--- begin THE INPUT ---
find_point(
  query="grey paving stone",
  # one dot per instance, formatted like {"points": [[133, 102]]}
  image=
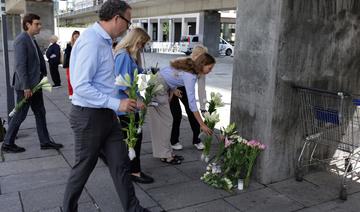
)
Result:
--- end THE INPUT ---
### SET EXERCISE
Copy out the items again, putting "brick" in place of "paving stone" and keeping everything else the same. Leave out the pictures.

### OUTPUT FOR THIS TASK
find_point(
  query="grey brick",
  # one dot per instance, formatted like {"points": [[133, 102]]}
  image=
)
Result:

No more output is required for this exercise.